**Try it:**
Read through the material below and find each line that has the word "onion"; copy it.

⟨

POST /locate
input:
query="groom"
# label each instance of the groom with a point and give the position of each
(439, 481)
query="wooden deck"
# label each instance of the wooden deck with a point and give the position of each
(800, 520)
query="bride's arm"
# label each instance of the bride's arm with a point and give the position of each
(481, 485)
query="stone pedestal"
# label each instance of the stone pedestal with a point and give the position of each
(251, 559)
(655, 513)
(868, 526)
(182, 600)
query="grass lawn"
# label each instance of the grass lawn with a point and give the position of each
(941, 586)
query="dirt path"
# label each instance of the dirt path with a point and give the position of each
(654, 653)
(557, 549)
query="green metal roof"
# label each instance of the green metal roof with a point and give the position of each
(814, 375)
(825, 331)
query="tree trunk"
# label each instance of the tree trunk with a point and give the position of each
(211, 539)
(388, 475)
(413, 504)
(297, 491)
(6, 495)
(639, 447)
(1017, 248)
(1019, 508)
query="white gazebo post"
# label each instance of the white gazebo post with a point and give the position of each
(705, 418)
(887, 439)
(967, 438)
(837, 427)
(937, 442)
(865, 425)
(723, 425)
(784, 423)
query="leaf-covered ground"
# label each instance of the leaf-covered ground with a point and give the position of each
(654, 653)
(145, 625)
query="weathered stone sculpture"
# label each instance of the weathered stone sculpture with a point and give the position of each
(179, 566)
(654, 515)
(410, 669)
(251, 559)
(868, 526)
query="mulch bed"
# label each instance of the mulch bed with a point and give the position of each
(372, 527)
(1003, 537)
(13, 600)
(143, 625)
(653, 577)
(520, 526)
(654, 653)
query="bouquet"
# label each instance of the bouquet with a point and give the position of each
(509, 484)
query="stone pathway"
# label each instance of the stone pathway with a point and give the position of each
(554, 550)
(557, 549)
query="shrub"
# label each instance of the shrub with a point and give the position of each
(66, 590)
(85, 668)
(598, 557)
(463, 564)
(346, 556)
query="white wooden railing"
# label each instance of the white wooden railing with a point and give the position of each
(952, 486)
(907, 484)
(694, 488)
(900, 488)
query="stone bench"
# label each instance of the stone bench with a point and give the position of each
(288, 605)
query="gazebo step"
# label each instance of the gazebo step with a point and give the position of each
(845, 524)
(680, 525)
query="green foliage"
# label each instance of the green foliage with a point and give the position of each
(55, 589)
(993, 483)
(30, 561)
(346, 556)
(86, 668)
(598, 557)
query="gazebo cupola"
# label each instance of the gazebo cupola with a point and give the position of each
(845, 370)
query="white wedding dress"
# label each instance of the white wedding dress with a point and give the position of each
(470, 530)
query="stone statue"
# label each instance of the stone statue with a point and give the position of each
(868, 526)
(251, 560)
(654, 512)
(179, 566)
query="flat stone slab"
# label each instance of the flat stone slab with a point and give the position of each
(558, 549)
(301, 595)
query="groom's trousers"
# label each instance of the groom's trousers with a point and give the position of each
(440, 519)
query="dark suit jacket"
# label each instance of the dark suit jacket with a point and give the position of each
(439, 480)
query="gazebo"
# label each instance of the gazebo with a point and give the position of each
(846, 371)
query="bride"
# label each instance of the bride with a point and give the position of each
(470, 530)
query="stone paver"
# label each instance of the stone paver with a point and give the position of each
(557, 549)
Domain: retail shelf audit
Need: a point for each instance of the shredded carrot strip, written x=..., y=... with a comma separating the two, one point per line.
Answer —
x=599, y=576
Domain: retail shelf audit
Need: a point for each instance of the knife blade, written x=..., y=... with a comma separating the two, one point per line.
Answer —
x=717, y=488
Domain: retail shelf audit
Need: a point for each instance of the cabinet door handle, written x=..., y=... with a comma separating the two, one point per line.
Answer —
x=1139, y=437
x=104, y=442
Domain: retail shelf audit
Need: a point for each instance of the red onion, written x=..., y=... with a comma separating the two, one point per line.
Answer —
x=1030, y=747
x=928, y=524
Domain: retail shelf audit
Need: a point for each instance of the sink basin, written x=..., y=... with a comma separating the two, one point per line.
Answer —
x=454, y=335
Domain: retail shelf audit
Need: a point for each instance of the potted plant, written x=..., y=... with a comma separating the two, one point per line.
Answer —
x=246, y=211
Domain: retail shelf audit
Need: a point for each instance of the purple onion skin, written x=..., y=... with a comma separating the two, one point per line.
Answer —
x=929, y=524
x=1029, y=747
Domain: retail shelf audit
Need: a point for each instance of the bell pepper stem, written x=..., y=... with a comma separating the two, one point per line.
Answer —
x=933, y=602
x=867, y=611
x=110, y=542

⟩

**Result for this exercise:**
Need: a point for each instance of the red onion, written x=..., y=... with a comma separating the two, one point per line.
Need: a point for each instance of the purple onion skin, written x=..., y=... with a comma separating the two, one point per line.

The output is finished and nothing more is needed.